[Exercise text Boundary: Start]

She remains there today, pushing off plans to leave until June.

"It was just easier to stay and know that my babies were OK," Griffis said. "There's a lot of people that would have helped out, but there's nobody like your mom when you need them."

Griffis said she's been impressed and inspired by her daughter's strength.

"I was always amazed that you could just get up and function," she recently told her daughter. "It didn't matter whether you functioned good or bad. You just functioned. You got up. ... No self-pity. It was all that life she carried and the boys she was raising."

Becky said she has steered away from news coverage of the investigation into the fire and explosion.

"I have friends who kept all the newspaper articles and everything for me, but I can't read them right now," Becky said. "I have them packed up and one day, hopefully, I'll be able to look at that stuff, but I'm not there yet."

What she learned about her husband's death came largely from friends and the firefighters who worked with her husband.

"When West Fire Department got paged out, the other people from the EMT class went over to help," she said. "There were four guys that went over to the fire. My understanding is the rest of them went to the nursing home to evacuate. Perry was one of the ones who went to the fire to help, so he was there when the explosion happened."

She said the baby growing inside of her gave her a focus.

"People would tell me how strong I was. I don't really feel strong. I just had to go on because I had two kids and I was pregnant," Becky said. "The pregnancy is probably more of what kept me going because I had to take care of the baby, so I had to eat and I had to sleep. Things that I didn't want to do, I just knew I had to do because I didn't have a choice."

When she learned she was carrying a girl, she felt a mix of happiness and pain.

"When I found out, I was happy but it was very emotional," Becky said. "I knew he'd never get to see her. He really wanted a girl, so it was bittersweet."

All Calvin children have the initials P.W., a family tradition.

It was 10-year-old Wyatt who chose his little sister's first name.

"He actually came to me one morning, and we were talking about names. He was like, 'I want to name her Presley Wendy,' " Becky said. "I said, 'Well, I like Presley, but I'm not so sure about the Wendy.'"

Instead, Becky went with Wreanne -- a name she and Perry had picked out had their second child been a girl.

On Nov. 13, Presley Wreanne was born, weighing 7 pounds, 7 ounces.

[Exercise text Boundary: End]
[Entries supplied Boundary: Start]

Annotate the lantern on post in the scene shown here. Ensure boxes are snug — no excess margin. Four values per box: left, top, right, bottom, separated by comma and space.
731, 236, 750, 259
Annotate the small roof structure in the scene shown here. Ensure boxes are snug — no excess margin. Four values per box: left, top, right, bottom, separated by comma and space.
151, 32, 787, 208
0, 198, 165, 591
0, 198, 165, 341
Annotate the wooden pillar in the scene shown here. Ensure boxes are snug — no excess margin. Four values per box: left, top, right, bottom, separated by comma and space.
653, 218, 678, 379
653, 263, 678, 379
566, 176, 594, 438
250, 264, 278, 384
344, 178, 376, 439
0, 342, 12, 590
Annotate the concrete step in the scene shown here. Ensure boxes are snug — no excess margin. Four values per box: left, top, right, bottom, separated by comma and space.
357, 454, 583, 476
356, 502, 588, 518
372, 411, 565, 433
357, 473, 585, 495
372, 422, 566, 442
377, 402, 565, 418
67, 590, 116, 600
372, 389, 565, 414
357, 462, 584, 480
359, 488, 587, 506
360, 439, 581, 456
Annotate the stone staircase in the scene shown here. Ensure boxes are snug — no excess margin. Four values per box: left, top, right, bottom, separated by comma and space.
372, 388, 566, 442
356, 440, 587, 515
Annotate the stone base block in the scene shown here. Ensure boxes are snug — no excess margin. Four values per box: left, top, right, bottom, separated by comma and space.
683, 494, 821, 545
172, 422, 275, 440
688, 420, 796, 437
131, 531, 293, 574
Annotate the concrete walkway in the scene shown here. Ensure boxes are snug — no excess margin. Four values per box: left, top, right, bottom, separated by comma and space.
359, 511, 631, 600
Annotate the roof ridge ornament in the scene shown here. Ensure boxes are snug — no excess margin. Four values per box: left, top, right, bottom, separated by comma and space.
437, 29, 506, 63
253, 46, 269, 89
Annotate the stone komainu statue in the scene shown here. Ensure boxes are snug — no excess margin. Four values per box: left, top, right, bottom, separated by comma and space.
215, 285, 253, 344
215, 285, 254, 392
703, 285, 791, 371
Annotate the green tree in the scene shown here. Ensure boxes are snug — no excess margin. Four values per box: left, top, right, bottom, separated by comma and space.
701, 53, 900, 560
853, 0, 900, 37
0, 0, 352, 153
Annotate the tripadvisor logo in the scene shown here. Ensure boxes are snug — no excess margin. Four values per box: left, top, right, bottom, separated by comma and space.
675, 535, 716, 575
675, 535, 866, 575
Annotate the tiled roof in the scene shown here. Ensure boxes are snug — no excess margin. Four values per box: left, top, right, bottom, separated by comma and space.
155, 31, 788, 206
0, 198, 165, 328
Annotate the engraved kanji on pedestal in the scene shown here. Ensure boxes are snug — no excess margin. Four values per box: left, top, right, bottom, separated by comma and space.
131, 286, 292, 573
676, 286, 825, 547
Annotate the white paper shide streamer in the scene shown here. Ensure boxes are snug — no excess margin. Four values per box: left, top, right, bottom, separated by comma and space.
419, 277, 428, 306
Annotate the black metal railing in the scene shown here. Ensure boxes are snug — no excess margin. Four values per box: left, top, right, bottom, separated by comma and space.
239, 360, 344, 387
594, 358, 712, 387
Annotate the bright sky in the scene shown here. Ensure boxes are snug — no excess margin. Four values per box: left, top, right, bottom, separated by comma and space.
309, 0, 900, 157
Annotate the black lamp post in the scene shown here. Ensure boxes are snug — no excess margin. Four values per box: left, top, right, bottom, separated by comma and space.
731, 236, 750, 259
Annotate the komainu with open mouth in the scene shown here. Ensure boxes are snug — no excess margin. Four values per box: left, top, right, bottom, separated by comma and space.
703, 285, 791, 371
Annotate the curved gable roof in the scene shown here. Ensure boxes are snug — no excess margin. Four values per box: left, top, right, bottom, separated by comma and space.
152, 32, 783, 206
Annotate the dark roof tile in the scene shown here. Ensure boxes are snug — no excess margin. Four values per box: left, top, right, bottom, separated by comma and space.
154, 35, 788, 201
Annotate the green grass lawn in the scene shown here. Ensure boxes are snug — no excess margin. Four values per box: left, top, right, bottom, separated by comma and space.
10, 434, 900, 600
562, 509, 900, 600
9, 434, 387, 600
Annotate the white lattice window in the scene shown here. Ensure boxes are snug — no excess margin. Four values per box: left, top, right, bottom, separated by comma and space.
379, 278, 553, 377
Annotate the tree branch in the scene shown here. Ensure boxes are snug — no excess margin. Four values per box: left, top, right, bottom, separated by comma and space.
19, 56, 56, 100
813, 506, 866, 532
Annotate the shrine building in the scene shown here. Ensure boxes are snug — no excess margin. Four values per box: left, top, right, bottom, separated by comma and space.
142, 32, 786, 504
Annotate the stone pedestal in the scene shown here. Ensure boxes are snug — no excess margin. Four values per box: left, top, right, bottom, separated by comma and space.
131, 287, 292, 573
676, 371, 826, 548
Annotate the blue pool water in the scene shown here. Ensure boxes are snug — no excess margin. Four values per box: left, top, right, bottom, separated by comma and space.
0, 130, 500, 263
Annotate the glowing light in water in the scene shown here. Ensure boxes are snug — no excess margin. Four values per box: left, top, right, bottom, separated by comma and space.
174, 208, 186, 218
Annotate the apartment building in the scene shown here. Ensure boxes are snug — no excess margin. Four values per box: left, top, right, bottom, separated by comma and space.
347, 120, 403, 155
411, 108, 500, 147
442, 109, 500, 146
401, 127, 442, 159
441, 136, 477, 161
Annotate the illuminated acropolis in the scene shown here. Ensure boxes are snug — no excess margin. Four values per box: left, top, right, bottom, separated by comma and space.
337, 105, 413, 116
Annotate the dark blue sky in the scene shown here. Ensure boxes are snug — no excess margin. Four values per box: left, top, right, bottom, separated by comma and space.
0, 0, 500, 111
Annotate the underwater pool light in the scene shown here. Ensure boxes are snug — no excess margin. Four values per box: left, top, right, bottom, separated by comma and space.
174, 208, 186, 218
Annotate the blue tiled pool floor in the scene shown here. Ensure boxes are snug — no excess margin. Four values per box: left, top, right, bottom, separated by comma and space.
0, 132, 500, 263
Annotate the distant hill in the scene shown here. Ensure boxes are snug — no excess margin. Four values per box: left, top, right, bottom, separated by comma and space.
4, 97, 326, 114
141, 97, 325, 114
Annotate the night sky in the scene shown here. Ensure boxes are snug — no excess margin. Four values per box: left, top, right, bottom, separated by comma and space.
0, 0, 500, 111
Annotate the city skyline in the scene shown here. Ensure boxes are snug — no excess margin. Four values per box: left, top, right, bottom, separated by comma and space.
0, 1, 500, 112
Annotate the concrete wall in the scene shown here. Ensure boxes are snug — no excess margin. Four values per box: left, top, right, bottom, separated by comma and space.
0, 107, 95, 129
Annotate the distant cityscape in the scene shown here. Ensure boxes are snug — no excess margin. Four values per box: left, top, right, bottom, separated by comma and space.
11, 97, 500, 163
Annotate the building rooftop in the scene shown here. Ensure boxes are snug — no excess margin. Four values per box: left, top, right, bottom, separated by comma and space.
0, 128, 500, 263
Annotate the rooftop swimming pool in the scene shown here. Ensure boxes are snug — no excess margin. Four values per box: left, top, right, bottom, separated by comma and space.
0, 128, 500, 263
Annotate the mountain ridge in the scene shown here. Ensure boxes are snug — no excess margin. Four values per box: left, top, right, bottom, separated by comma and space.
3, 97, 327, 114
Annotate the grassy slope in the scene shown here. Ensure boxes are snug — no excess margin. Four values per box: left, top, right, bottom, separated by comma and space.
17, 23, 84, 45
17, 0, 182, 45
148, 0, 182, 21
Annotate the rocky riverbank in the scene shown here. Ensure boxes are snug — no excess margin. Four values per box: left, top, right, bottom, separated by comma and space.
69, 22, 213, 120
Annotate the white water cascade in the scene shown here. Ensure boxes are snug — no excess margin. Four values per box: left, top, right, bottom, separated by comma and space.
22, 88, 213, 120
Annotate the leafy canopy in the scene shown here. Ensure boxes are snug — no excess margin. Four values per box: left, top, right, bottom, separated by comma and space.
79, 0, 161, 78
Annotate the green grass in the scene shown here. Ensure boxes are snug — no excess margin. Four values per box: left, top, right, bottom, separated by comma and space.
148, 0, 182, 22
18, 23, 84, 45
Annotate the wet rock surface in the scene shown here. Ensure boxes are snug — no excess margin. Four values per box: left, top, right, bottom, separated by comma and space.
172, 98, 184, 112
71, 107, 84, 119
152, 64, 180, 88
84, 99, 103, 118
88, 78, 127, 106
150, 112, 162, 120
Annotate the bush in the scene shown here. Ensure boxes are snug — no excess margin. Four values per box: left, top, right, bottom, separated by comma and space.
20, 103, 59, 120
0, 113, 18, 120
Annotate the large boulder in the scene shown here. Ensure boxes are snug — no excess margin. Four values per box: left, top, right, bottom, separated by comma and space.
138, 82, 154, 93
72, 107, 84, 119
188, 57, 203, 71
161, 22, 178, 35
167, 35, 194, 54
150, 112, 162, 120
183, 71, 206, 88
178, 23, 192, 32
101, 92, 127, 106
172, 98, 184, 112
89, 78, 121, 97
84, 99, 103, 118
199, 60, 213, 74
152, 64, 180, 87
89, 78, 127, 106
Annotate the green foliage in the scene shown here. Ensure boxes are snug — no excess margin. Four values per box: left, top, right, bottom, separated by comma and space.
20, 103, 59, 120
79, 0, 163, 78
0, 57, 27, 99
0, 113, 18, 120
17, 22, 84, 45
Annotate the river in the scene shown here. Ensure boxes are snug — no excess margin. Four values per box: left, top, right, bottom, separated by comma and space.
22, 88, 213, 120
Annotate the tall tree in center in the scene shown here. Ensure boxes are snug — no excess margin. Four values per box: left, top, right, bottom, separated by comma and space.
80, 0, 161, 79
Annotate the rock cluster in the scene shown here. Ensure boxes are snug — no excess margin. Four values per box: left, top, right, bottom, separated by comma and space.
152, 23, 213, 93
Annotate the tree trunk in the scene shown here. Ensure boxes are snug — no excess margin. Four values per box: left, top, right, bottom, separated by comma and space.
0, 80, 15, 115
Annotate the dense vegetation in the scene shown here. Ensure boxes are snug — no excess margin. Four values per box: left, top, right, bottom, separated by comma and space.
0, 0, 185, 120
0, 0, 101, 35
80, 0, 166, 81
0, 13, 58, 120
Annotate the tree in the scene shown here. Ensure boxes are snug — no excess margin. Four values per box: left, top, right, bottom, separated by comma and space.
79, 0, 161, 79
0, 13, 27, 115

[Entries supplied Boundary: End]

• [Problem A]: According to the article about Becky Calvin, how much did Presley weigh when she was born?
• [Problem B]: Pick up the article about Becky Calvin and her family after its last sentence and write the next few paragraphs.
The lines are separate from the article about Becky Calvin and are not connected to it.

• [Task output A]: 7 pounds, 7 ounces.

• [Task output B]:
'Hate that he's not here'

Though they rarely discuss how he died, Wyatt and Preston talk often about their dad, much to the delight of their mother. That Presley will grow up hearing stories about her dad is important to Becky.

Reminders of Perry are everywhere.

A picture of him, wearing a slight grin and a white cowboy hat, hangs on the living room wall. Next to it, another blown-up image shows Perry, then a coach for his church's equestrian drill team, holding an American flag while riding a horse.

Using swatches cut from Perry's clothes, a friend made Becky a quilt that she keeps in her bedroom.

There were two shirts, however, that Becky couldn't part with.

"They were his very favorites," explained her mother, Griffis. "We've got his work boots and his dress boots, too. She keeps them in the closet. She said one day the boys might wear them."

A pan and pot rack that Perry fashioned from horseshoes hangs in the kitchen. The couple had been remodeling the home when Perry died. Friends, volunteers and, most recently, members of the Irving Fire Department stepped in to help Becky with the project.

"I understand the meaning of community now," Griffis said. "Perry said he never would move because this was home. This was community. ... I never saw anything like this community support."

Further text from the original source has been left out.